> [Excerpted records]:

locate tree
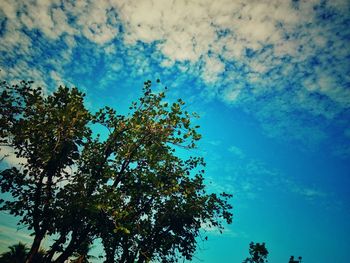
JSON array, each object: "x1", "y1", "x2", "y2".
[
  {"x1": 0, "y1": 242, "x2": 29, "y2": 263},
  {"x1": 289, "y1": 256, "x2": 302, "y2": 263},
  {"x1": 70, "y1": 242, "x2": 96, "y2": 263},
  {"x1": 0, "y1": 242, "x2": 46, "y2": 263},
  {"x1": 0, "y1": 79, "x2": 233, "y2": 263},
  {"x1": 0, "y1": 80, "x2": 91, "y2": 262},
  {"x1": 242, "y1": 242, "x2": 269, "y2": 263}
]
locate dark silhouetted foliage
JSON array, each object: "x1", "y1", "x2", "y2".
[
  {"x1": 0, "y1": 242, "x2": 29, "y2": 263},
  {"x1": 289, "y1": 255, "x2": 302, "y2": 263},
  {"x1": 0, "y1": 243, "x2": 46, "y2": 263},
  {"x1": 242, "y1": 242, "x2": 269, "y2": 263}
]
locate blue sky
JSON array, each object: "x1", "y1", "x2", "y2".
[{"x1": 0, "y1": 0, "x2": 350, "y2": 262}]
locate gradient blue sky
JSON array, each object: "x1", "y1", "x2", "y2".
[{"x1": 0, "y1": 0, "x2": 350, "y2": 262}]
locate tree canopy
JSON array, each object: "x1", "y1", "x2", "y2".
[
  {"x1": 0, "y1": 242, "x2": 29, "y2": 263},
  {"x1": 0, "y1": 79, "x2": 233, "y2": 263},
  {"x1": 242, "y1": 242, "x2": 269, "y2": 263}
]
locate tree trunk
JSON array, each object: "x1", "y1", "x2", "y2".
[
  {"x1": 137, "y1": 253, "x2": 147, "y2": 263},
  {"x1": 120, "y1": 243, "x2": 133, "y2": 263},
  {"x1": 25, "y1": 232, "x2": 44, "y2": 263},
  {"x1": 44, "y1": 233, "x2": 67, "y2": 262},
  {"x1": 53, "y1": 239, "x2": 77, "y2": 263},
  {"x1": 53, "y1": 228, "x2": 89, "y2": 263},
  {"x1": 103, "y1": 243, "x2": 116, "y2": 263}
]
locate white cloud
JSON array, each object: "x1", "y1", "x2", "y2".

> [Description of the task]: With the first line being the one containing "locate blue sky" and the last line the one containing "locate tree canopy", transcribe exactly the lines above that fall in that range.

> [Output of the task]:
locate blue sky
JSON array, each object: "x1", "y1", "x2", "y2".
[{"x1": 0, "y1": 0, "x2": 350, "y2": 262}]
locate gradient blue sky
JSON array, each object: "x1", "y1", "x2", "y2".
[{"x1": 0, "y1": 0, "x2": 350, "y2": 262}]
locate tree canopy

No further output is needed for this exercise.